What needs to be done
Retype the records below from their first line through the line containing "positive clicks: (425, 245)", and include nothing else.

Task data
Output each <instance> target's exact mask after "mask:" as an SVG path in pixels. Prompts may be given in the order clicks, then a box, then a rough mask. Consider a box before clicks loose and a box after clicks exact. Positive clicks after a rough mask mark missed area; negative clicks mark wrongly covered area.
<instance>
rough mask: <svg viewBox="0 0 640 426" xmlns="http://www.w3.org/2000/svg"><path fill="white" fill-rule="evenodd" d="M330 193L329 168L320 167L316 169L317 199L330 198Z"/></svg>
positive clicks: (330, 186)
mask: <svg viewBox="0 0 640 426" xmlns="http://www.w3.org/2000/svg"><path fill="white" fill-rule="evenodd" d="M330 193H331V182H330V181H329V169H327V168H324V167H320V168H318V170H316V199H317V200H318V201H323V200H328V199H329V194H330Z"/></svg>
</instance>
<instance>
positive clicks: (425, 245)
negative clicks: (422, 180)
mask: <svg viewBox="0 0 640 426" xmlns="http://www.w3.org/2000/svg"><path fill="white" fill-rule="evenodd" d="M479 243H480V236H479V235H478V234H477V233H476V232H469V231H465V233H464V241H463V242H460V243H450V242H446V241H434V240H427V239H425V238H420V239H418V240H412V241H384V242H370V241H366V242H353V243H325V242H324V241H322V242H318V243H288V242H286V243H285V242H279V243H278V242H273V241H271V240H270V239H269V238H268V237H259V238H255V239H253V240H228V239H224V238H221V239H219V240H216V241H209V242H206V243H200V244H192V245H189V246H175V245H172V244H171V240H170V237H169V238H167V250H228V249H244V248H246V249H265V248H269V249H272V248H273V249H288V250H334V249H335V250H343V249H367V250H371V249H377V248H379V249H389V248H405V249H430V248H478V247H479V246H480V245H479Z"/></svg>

Solution to the problem
Output each <instance> target's exact mask after "mask:" as an SVG path in pixels. Prompts may be given in the order clicks, then a box, then a rough mask. Consider a box before clicks loose and a box after clicks exact. Positive clicks after a rough mask mark missed area; negative clicks mark wrongly covered area.
<instance>
rough mask: <svg viewBox="0 0 640 426" xmlns="http://www.w3.org/2000/svg"><path fill="white" fill-rule="evenodd" d="M330 193L329 168L320 167L316 169L317 199L330 198Z"/></svg>
positive clicks: (330, 186)
mask: <svg viewBox="0 0 640 426" xmlns="http://www.w3.org/2000/svg"><path fill="white" fill-rule="evenodd" d="M330 193H331V182H330V181H329V169H327V168H324V167H320V168H318V170H316V199H317V200H318V201H323V200H328V199H329V194H330Z"/></svg>
</instance>
<instance>
positive clicks: (425, 245)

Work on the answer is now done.